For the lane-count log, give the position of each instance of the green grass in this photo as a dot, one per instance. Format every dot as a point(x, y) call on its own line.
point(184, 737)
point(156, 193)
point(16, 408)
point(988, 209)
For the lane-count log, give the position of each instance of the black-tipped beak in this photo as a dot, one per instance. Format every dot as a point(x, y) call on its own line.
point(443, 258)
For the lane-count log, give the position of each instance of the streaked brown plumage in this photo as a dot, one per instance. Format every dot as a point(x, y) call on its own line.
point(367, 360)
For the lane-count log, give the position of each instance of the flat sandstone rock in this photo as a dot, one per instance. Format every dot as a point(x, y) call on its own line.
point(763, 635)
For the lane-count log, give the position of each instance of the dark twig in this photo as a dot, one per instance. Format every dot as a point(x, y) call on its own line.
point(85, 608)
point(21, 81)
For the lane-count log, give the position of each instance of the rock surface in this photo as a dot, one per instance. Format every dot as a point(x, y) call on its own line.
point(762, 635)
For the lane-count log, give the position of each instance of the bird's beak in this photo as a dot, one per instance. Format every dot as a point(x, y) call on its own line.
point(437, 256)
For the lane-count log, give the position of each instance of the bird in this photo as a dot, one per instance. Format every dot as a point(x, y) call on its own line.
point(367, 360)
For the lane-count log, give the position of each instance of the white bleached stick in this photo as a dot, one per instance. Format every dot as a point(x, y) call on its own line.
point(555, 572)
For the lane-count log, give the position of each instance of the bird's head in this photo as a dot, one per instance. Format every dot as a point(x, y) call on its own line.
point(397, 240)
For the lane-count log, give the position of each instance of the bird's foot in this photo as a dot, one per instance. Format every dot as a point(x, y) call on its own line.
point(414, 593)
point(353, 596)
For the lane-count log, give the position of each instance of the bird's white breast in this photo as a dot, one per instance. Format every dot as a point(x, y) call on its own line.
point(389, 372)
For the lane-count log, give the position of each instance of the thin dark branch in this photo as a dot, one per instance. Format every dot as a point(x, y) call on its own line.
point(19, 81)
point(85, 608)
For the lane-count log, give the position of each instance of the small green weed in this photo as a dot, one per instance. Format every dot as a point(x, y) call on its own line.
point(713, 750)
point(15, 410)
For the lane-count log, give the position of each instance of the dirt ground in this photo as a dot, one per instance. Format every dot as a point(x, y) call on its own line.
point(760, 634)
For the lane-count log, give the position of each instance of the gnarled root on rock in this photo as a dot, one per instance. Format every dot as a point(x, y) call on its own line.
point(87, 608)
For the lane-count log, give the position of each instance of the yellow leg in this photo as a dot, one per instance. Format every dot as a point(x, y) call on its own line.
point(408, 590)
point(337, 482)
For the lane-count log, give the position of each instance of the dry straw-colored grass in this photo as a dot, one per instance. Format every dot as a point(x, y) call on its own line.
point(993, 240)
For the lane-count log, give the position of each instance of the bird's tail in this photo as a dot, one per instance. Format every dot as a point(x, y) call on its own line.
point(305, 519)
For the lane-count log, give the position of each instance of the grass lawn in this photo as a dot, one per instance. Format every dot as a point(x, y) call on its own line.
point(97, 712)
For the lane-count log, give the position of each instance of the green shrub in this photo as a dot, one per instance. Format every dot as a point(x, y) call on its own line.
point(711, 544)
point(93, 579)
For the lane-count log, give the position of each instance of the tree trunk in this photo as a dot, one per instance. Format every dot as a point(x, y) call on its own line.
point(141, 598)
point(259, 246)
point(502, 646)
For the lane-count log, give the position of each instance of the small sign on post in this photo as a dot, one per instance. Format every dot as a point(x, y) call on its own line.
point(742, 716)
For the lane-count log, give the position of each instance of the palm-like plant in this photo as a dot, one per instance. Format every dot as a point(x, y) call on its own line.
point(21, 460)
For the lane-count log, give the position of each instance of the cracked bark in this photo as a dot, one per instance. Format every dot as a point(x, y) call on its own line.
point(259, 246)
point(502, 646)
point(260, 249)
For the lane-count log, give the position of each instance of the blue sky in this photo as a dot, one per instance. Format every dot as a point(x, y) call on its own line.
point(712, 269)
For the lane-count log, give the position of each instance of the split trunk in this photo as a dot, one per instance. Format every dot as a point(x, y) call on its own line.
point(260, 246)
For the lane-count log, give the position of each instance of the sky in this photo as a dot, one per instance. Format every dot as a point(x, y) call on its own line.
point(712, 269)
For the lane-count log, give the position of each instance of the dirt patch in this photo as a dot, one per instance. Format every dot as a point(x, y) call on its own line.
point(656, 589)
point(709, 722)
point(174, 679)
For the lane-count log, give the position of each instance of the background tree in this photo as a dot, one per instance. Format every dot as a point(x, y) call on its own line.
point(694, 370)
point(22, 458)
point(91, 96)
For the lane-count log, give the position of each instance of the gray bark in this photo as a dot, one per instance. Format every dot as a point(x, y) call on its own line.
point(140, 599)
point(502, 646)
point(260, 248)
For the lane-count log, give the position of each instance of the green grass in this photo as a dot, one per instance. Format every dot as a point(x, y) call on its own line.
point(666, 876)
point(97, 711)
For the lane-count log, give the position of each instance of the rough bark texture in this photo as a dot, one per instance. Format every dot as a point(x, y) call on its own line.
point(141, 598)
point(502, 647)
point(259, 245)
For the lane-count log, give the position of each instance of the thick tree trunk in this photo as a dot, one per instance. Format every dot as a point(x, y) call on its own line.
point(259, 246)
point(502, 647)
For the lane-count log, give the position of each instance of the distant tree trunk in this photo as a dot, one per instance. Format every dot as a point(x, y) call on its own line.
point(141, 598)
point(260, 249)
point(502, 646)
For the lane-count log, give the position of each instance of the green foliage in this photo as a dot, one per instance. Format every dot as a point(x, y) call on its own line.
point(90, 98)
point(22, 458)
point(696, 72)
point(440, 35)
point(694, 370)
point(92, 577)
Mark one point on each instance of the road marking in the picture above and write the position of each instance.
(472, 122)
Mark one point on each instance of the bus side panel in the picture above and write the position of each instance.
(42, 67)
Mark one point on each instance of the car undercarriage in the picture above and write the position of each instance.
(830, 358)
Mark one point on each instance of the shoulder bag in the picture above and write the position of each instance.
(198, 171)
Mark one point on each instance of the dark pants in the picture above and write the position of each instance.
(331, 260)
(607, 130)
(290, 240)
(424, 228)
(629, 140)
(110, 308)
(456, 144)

____________

Beginning at the line that holds "the green foliage", reproduce each line of the records above down to and including the last one.

For the lane-count log, give the position of each instance of the green foliage in this photo as a dot, one per instance. Format every dot as a point(x, y) call on its own line.
point(90, 98)
point(22, 458)
point(696, 72)
point(440, 35)
point(694, 370)
point(92, 577)
Mark one point on each instance of the road marking in the picture above and write the position of each instance.
(472, 122)
Mark one point on each instance of the bus side panel in the picture above and write the position of each instance.
(42, 67)
Mark one point on each instance of the car undercarriage in the picture above and write the position of each instance.
(830, 358)
Mark one point on each instance of the shoulder bag in the picture above and write the position of each instance.
(198, 171)
Mark one point on each instance of the dark pants in the picture above and write the position of each instance.
(331, 260)
(607, 130)
(290, 240)
(424, 228)
(629, 140)
(110, 308)
(456, 144)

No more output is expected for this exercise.